(Stored records)
——————————

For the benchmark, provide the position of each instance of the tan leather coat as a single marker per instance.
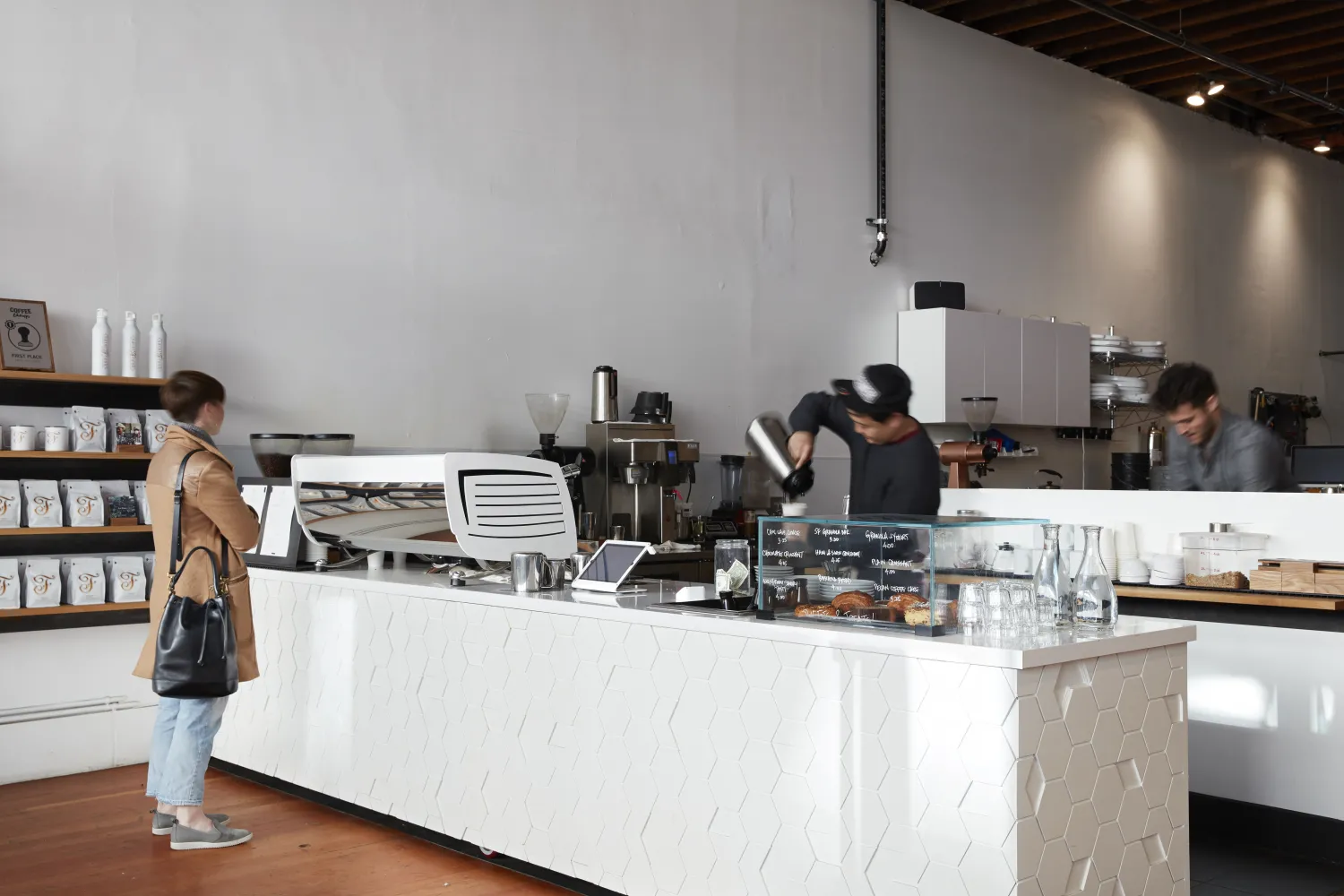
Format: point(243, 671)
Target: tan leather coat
point(211, 506)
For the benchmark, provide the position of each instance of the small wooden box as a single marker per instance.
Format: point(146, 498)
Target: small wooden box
point(1265, 579)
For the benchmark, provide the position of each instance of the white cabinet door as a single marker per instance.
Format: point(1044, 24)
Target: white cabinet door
point(922, 354)
point(1003, 366)
point(1039, 398)
point(1073, 366)
point(964, 339)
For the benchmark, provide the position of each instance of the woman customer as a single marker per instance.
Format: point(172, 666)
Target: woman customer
point(211, 506)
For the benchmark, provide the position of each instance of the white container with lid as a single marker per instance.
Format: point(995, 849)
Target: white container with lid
point(1222, 551)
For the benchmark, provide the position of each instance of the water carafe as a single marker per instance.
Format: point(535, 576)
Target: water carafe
point(1054, 591)
point(1094, 595)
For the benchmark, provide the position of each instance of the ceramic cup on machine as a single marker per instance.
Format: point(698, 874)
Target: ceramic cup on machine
point(22, 438)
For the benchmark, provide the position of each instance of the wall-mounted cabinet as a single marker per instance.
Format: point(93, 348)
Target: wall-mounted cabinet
point(1038, 371)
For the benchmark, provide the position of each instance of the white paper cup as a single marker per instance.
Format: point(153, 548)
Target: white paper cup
point(56, 438)
point(23, 438)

——————————

Extract everything from the start of the records down to the line containing "point(1222, 551)", that line included, and reproduce it word for word. Leave the pictures out.

For the benchmark, provide the position of each instance of the tan leather coat as a single marker per instance.
Format: point(243, 671)
Target: tan leather coat
point(211, 506)
For the benchmark, provide the position of each instance of the small wooden box as a single marker per instance.
Format: point(146, 498)
Target: small wooden box
point(1265, 579)
For the benchmark, provide the position of each instance of the white cabinet door as a single marker per instance.
Format: point(1044, 24)
Target: white cabinet door
point(922, 354)
point(1003, 366)
point(1039, 398)
point(1073, 366)
point(964, 339)
For the benchmark, provide the position of each instance of the woman customer as a single marker per instance.
Format: point(172, 666)
Target: woman customer
point(211, 506)
For the benchmark, provide the position of each instance of the white container with lid as a single marker per instance.
Format: point(995, 849)
Target: white container with lid
point(1222, 551)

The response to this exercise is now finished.